#### EXERCISE DESCRIPTION:
Print each of the entries exactly, leaving nothing out.

#### PROVIDED ENTRIES:
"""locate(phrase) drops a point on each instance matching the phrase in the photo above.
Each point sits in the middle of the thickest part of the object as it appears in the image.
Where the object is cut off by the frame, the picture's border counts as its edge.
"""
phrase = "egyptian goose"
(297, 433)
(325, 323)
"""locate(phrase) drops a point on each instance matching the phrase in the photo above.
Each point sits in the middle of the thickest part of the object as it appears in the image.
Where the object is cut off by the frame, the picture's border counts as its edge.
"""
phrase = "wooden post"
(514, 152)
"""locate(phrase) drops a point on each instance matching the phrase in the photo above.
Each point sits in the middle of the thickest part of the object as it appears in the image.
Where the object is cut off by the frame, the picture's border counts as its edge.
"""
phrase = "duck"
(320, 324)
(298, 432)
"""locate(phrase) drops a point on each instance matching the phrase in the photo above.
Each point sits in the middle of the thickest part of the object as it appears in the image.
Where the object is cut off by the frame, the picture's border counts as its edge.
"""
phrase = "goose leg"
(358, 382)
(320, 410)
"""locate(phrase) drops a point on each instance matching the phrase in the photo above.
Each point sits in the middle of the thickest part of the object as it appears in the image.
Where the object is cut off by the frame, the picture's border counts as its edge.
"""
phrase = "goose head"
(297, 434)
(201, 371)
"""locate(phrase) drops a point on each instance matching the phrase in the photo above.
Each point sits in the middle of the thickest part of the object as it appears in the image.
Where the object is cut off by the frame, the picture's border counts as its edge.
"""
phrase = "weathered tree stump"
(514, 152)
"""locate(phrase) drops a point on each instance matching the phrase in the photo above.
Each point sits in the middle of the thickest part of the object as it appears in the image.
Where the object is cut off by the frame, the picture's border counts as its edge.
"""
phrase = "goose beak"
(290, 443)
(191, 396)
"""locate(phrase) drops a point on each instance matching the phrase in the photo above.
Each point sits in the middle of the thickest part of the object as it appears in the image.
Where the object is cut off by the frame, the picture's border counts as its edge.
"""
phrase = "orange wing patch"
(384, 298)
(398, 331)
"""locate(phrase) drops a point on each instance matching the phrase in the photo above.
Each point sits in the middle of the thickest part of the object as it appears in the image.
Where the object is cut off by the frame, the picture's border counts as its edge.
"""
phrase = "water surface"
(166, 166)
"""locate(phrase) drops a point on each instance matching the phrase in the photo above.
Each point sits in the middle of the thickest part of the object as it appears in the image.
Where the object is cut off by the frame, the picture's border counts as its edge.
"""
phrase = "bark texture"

#### WRITTEN SOLUTION:
"""locate(phrase) drops a point on each instance matching the phrase in the photo above.
Each point sits in the middle of the thickest part of the object as it appears in the image.
Where the object is cut off by the frame, the picture's border counts as its edge.
"""
phrase = "egyptian goose"
(297, 433)
(325, 323)
"""locate(phrase) drops a point on each instance matching the phrase in the photo above.
Each point sits in the middle of the thickest part of the object as it appears in the image.
Where the object is cut off by the frame, the picture's border counts as its edge.
"""
phrase = "wooden post"
(514, 152)
"""locate(phrase) drops a point on each instance matching the phrase in the photo above.
Each point sits in the middle of the thickest part of the object as it appears in the image.
Where the object is cut off by the frame, the picture's border counts as its edge.
"""
phrase = "duck"
(320, 324)
(298, 432)
"""locate(phrase) drops a point on each instance matching the phrase in the photo above.
Each point sits in the middle of the thickest part of the object as it appears in the image.
Where the object is cut off by the frame, the picture's border counts as its edge.
"""
phrase = "goose leg"
(358, 382)
(320, 410)
"""locate(phrase) drops a point on each instance matching the phrase in the photo above.
Each point sits in the middle of the thickest part of the object as it appears in the image.
Where the object is cut off by the frame, the picture's border counts as its edge.
"""
phrase = "goose head"
(297, 434)
(201, 371)
"""locate(phrase) drops a point on each instance matching the phrase in the photo above.
Each point sits in the middle of the thickest part of the object as it appears in the image.
Where the object is cut off by the frame, the picture's border counts as its edge.
"""
phrase = "weathered tree stump"
(514, 152)
"""locate(phrase) drops a point on each instance matching the phrase in the photo above.
Each point sits in the middle of the thickest part of the object as it appears in the image.
Where the object is cut off by the frame, the picture's border counts as its edge.
"""
phrase = "goose beak"
(290, 443)
(191, 396)
"""locate(phrase) drops a point on each instance matching the phrase in the photo above.
Each point sits in the middle of the thickest part of the object as it appears in the image.
Where the object is cut off by the frame, the picture's border counts as its edge.
"""
phrase = "orange wing patch"
(384, 298)
(398, 331)
"""locate(phrase) drops a point on each instance matching the phrase in the photo above.
Each point sits in the middle of the thickest part of the object as it appears in the image.
Where the object is cut off by the frame, the picture's border counts as its edge.
"""
phrase = "water surface"
(166, 166)
"""locate(phrase) drops a point on each instance matching the phrase in the photo above.
Each point sits in the middle of the thickest part of the object as it appears in the image.
Where the object is cut off by the frame, the picture's border counts as its edge.
"""
phrase = "bark texture"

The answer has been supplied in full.